| What you should do |
Present the following entries again, word for word and in full.

═══ Data supplied

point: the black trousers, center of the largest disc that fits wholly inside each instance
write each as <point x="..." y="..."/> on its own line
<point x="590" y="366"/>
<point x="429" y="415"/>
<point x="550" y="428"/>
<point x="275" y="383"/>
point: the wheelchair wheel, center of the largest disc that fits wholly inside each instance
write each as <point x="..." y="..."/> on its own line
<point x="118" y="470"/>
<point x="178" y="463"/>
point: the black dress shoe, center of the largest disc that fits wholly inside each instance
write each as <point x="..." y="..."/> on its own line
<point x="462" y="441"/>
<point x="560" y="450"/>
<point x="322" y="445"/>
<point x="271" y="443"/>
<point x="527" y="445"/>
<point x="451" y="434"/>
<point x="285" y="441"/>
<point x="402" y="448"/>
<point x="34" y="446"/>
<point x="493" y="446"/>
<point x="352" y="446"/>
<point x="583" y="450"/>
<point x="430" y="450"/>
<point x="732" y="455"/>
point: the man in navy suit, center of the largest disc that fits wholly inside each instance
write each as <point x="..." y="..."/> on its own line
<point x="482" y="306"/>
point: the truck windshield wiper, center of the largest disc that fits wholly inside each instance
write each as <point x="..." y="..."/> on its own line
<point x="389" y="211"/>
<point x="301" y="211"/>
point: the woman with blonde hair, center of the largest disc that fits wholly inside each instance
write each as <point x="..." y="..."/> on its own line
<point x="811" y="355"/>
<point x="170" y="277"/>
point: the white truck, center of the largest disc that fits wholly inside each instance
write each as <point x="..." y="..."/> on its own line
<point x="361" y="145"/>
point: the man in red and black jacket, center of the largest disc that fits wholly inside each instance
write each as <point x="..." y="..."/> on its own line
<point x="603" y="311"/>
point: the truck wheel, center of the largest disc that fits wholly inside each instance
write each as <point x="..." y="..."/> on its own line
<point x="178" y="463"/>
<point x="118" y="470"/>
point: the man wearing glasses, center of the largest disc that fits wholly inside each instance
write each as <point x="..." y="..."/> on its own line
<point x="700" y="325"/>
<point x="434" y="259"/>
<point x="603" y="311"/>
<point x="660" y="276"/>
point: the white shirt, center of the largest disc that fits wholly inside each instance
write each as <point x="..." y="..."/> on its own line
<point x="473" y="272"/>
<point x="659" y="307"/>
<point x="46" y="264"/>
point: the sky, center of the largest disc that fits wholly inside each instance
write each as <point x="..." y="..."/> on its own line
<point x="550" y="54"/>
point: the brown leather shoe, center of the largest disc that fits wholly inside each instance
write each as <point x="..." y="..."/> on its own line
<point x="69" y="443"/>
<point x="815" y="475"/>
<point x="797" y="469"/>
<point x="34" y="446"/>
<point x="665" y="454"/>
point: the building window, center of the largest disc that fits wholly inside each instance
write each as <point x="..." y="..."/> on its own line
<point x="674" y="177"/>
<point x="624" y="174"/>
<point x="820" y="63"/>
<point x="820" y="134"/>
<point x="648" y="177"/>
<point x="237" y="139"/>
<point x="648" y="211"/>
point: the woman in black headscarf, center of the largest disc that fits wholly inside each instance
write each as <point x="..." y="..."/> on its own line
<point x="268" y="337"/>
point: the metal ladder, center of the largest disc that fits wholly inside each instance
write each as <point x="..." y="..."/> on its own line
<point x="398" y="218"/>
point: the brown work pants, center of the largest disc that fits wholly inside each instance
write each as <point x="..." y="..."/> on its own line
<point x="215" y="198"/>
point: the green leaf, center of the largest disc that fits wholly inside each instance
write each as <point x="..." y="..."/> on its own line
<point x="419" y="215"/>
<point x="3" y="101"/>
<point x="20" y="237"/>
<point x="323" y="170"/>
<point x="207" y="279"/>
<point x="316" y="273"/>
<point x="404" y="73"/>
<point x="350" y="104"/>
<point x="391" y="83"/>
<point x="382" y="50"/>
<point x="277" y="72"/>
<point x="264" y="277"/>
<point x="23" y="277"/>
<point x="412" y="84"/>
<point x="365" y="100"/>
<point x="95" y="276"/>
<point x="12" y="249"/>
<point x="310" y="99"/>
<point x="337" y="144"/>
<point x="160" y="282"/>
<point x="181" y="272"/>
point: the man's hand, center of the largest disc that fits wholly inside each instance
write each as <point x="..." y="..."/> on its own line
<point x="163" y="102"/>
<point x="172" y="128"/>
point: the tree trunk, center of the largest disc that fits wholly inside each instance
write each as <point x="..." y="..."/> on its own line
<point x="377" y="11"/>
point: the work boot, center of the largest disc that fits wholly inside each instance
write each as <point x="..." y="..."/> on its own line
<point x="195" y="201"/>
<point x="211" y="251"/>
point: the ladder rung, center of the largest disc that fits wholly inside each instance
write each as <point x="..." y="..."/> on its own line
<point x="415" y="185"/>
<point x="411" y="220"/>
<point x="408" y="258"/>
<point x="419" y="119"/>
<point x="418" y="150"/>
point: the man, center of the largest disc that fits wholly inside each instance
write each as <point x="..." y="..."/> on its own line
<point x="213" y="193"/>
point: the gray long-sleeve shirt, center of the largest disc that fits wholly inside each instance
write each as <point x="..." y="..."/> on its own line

══════

| Task response |
point: the black trousers, center of the largest disc that fits wholly inside each instance
write each as <point x="..." y="..."/> on its own line
<point x="590" y="366"/>
<point x="429" y="415"/>
<point x="550" y="428"/>
<point x="275" y="383"/>
point: the wheelchair wheel, center of the largest disc that fits wholly inside each instance
write each as <point x="..." y="..."/> on its own line
<point x="118" y="470"/>
<point x="178" y="463"/>
point: the black dress shoe, center of the largest disc that fits wholly inside each instance
write each as <point x="..." y="..."/> on its own line
<point x="462" y="441"/>
<point x="560" y="450"/>
<point x="322" y="445"/>
<point x="271" y="443"/>
<point x="527" y="445"/>
<point x="451" y="434"/>
<point x="285" y="441"/>
<point x="402" y="448"/>
<point x="34" y="446"/>
<point x="493" y="446"/>
<point x="352" y="446"/>
<point x="583" y="450"/>
<point x="430" y="450"/>
<point x="732" y="455"/>
point: the man in navy suit, center of the largest disc that fits wholly inside each instance
write each as <point x="..." y="..."/> on its own line
<point x="482" y="306"/>
point: the truck windshield wiper, center of the largest disc that fits wholly inside each instance
write each as <point x="..." y="..."/> on its own line
<point x="389" y="211"/>
<point x="301" y="211"/>
point: the woman with blonde hair, center of the largest disc that fits wholly inside each instance
write each as <point x="..." y="..."/> on its own line
<point x="811" y="355"/>
<point x="170" y="277"/>
point: the white truck, center of the largest disc that fits wholly inside each instance
write each as <point x="..." y="..."/> on its own line
<point x="361" y="145"/>
point: the man in red and black jacket, center of the largest disc that fits wholly inside each instance
write each as <point x="..." y="..."/> on its own line
<point x="603" y="311"/>
point: the truck wheel, center of the largest disc that fits wholly inside each instance
write each as <point x="..." y="..."/> on its own line
<point x="178" y="463"/>
<point x="118" y="470"/>
point: the man wearing glasses, center of the largest disc that fits wholly inside each instance
write each as <point x="..." y="..."/> on its own line
<point x="700" y="325"/>
<point x="434" y="259"/>
<point x="603" y="311"/>
<point x="660" y="276"/>
point: the white shirt, center of the largest disc that fits wholly inside each instance
write each as <point x="..." y="..."/> on its own line
<point x="473" y="272"/>
<point x="659" y="307"/>
<point x="46" y="264"/>
point: the sky, center of the largest disc that fits wholly inside each instance
write each as <point x="..." y="..."/> on its own line
<point x="550" y="54"/>
point: the brown leather shoe, center of the largest disc that fits wholly inside each instance
write each as <point x="..." y="..."/> on its own line
<point x="69" y="443"/>
<point x="815" y="475"/>
<point x="797" y="469"/>
<point x="34" y="446"/>
<point x="665" y="454"/>
point: the building window, center of the largest disc that fits wholly inside each instance
write each as <point x="..." y="..."/> on its own line
<point x="674" y="177"/>
<point x="624" y="174"/>
<point x="820" y="63"/>
<point x="820" y="134"/>
<point x="648" y="177"/>
<point x="237" y="139"/>
<point x="648" y="211"/>
point: the woman in black headscarf, center of the largest disc that fits wholly inside each instance
write each as <point x="..." y="..."/> on its own line
<point x="268" y="337"/>
point: the metal ladder, center of the largest disc that fits wholly inside each instance
write each as <point x="..." y="..."/> on its own line
<point x="398" y="218"/>
point: the brown work pants, center of the largest disc that fits wholly inside each instance
write each as <point x="..." y="..."/> on its own line
<point x="215" y="198"/>
point: the green leaf, center of the largest disc that fits wholly inside each instance
write each as <point x="..." y="..."/> on its own line
<point x="419" y="215"/>
<point x="3" y="101"/>
<point x="20" y="237"/>
<point x="323" y="170"/>
<point x="207" y="279"/>
<point x="316" y="273"/>
<point x="404" y="73"/>
<point x="350" y="104"/>
<point x="391" y="83"/>
<point x="382" y="50"/>
<point x="277" y="72"/>
<point x="264" y="277"/>
<point x="23" y="277"/>
<point x="412" y="84"/>
<point x="365" y="100"/>
<point x="95" y="276"/>
<point x="12" y="249"/>
<point x="310" y="99"/>
<point x="337" y="144"/>
<point x="160" y="282"/>
<point x="181" y="272"/>
point: the man's hand, center of the largest disc that fits wholly inside each instance
write each as <point x="..." y="..."/> on its own line
<point x="163" y="102"/>
<point x="172" y="128"/>
point: the tree trunk, center of the largest disc that fits wholly inside each instance
write each as <point x="..." y="..."/> on its own line
<point x="377" y="11"/>
point: the work boot, center of the largest disc that fits wholly inside each instance
write each as <point x="..." y="..."/> on its own line
<point x="195" y="201"/>
<point x="211" y="251"/>
point: the ladder rung, center of the largest disc that fits wholly inside each instance
write each as <point x="..." y="..."/> on its own line
<point x="415" y="185"/>
<point x="411" y="220"/>
<point x="408" y="258"/>
<point x="419" y="119"/>
<point x="418" y="150"/>
point: the man, center of the largest disc that fits wholly inside each instance
write each as <point x="..." y="..."/> on its own line
<point x="213" y="193"/>
point: the gray long-sleeve shirt, center of the largest disc that fits wholly inside each instance
write each as <point x="..." y="..."/> on its own line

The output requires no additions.